Start of Extract to read
Thank God, Sir. Neither did I,

I didn't let them know that.

Why did Joe Murphy leave Montreal?

Well sir, he's suspected
of killing his wife, Molly.

Apparently, Molly found out
about Joe's criminal activity

and threatened to notify the police

unless he granted her a divorce.

How did the police know this?

Well, Molly's best friend,
sir, notified the police.

But of course by that time,

Joe was in Toronto living
under an assumed name.

And the name of her best friend?

Freddie Pink, sir.

(small sigh)

According to police,
she harassed the Murphys.

So much so that at one point,

she tells the police they
threatened to have her killed.

I suspect that's why she left Montreal.

In any case, the Montreal police
are sending the files over.

They're happy to see this wrapped up.

I'm sorry, sir. I know how this looks.

So, she came to Toronto,

sought out Joe Murphy,
learned of his new identity and

exacted her revenge.

But what of the young boy.
What did she do with him?

Sir, I think the question is

what does she intend to do with him.


Jackson found...


It's a letter from
the French government.

Confirmation of the receipt
of a visa application.

For a Doris Walmer.

Traveling with her son James, age 5.

So you've been in my room too.

Is there any part of my private domain

you haven't trespassed upon?

Who is Doris Walmer?

There is no Doris Walmer.

So that visa is for you?


Oh, I see.

You think I'm planning
to flee the country

with a little boy I've got
stashed in a suitcase somewhere.

It's for a client.

What client?

Do you really think I'd tell you?

Do you often obtain false
visas for your clients?

Just the ones who are terrified

that their husbands will kill them.

Like Joe Murphy killed
your friend, Molly.

- ♪♪♪
- (indistinct talking)

Come to bed, William.


Just a moment.

Do you think she did it?

She lied,

repeatedly about everything.

How could she not think

that I would get to the bottom of it?

Either she underestimated you

or you're not at the bottom of it yet.

Now come to bed.


- (typewriter typing)
- (man): Lab report!
End of Extract to read
Start of Recorded information
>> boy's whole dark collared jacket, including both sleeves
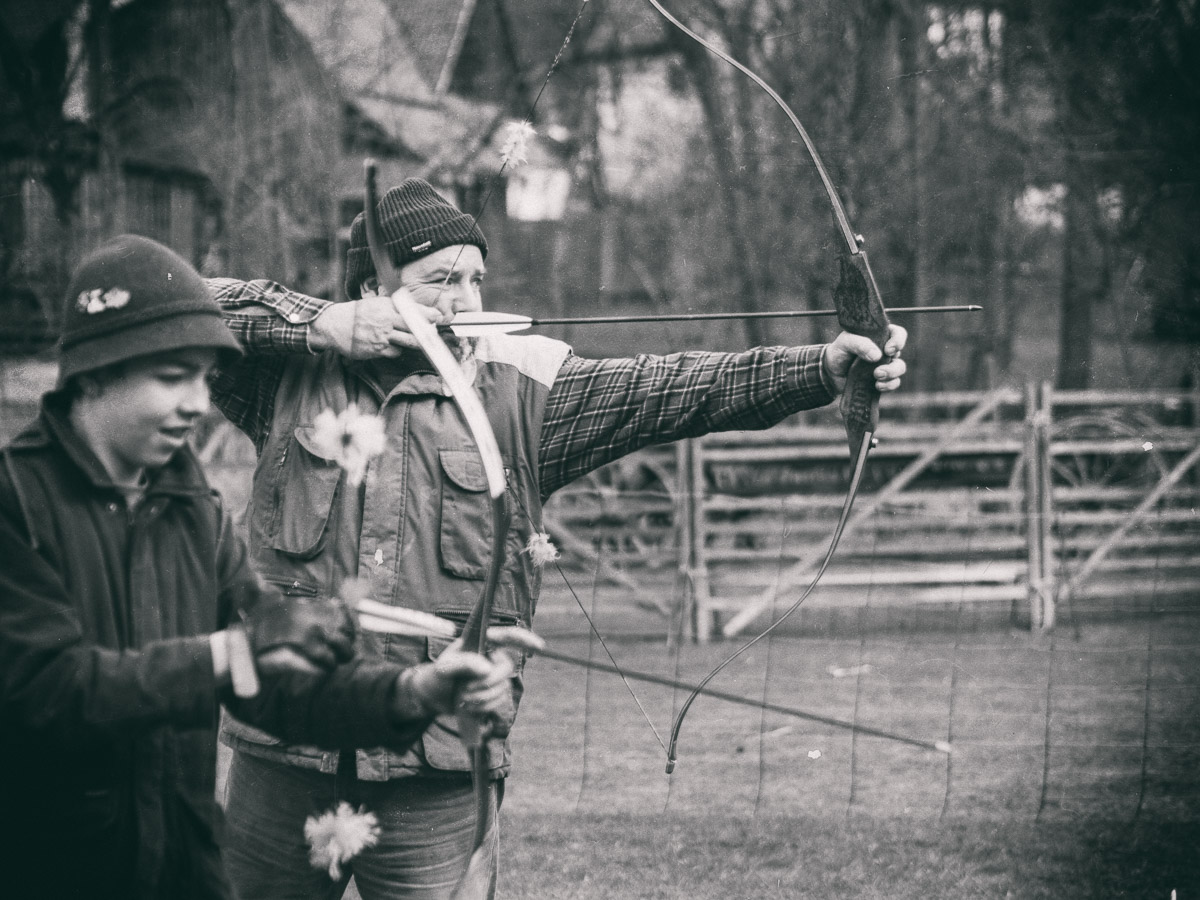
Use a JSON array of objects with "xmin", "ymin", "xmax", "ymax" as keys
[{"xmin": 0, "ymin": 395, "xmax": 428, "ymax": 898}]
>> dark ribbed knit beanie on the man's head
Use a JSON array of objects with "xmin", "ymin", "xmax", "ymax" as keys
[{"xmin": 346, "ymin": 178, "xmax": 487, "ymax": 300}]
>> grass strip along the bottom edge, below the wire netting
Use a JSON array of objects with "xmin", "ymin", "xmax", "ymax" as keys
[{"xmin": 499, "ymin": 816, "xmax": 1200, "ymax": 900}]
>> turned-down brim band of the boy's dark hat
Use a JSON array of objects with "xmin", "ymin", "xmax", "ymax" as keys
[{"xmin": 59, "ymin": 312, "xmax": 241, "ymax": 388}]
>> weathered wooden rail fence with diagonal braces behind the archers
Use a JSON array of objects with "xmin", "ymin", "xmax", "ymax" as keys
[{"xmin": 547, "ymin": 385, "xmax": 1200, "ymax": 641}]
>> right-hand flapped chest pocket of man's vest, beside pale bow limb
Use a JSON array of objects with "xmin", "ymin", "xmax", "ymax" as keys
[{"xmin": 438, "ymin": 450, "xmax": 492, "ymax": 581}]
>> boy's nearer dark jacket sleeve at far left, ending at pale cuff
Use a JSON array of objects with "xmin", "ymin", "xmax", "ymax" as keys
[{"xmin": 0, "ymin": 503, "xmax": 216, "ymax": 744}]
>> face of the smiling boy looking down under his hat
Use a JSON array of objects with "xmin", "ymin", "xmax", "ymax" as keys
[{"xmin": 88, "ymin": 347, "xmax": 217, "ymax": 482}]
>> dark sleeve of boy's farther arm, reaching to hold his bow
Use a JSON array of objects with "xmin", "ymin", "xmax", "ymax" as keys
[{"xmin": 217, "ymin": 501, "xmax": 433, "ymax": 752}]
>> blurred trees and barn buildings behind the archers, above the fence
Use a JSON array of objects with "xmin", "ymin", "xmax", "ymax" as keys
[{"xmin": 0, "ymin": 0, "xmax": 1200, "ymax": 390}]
End of Recorded information
Start of Recorded information
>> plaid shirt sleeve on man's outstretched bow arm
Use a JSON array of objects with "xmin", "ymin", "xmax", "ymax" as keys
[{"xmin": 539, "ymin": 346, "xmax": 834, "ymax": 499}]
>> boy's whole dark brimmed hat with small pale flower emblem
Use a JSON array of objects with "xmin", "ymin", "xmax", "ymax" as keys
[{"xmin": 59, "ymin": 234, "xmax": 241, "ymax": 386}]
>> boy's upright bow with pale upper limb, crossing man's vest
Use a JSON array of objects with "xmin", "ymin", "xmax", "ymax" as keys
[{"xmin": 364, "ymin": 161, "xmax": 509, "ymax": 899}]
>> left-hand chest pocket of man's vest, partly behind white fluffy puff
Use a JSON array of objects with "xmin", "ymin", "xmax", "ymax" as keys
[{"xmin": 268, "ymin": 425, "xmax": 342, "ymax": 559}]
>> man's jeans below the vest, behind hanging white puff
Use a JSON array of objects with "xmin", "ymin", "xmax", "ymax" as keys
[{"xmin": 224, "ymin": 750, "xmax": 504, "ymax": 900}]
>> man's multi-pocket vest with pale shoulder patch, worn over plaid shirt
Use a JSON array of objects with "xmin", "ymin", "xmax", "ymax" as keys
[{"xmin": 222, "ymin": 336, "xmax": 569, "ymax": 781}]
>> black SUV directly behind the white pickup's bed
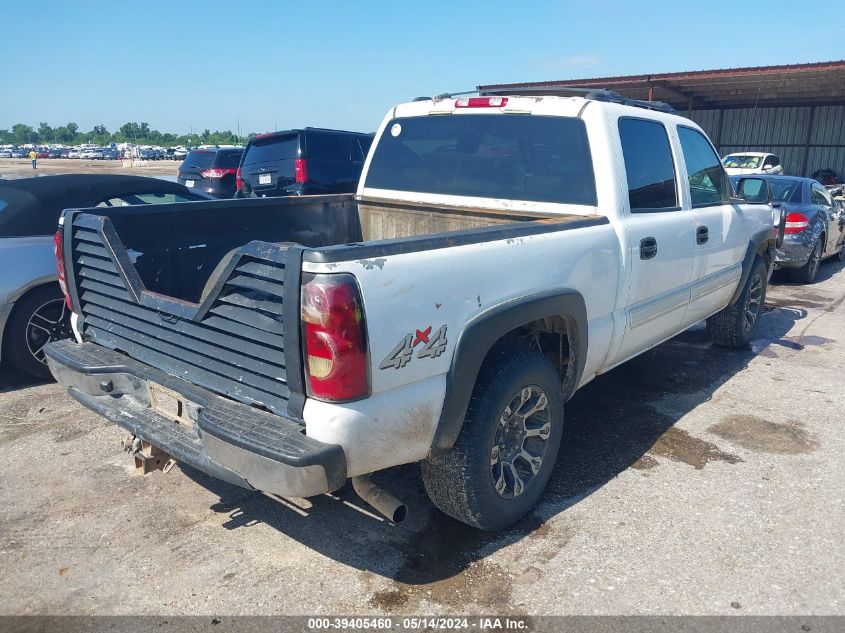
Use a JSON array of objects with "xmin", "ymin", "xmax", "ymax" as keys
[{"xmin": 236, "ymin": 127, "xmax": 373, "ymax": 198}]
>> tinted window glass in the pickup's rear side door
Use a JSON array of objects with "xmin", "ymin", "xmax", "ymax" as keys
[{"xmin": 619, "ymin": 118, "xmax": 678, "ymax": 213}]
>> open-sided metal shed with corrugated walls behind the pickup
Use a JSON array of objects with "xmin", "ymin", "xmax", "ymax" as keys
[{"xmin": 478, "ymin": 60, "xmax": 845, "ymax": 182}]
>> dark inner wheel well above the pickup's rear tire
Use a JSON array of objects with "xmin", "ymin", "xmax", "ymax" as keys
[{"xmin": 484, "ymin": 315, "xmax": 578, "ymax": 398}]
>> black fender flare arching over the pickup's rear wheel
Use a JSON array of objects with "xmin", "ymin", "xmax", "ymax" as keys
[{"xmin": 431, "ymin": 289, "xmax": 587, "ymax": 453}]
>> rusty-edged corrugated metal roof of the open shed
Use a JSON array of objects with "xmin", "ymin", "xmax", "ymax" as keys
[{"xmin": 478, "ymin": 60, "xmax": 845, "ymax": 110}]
End of Recorded information
_Task instructions_.
Please write out the transcript again, starting with "that I would" and going on through "(man): Lab report!", and substitute "misjudged" for "underestimated".

_Response area_.
that I would get to the bottom of it?

Either she misjudged you

or you're not at the bottom of it yet.

Now come to bed.


- (typewriter typing)
- (man): Lab report!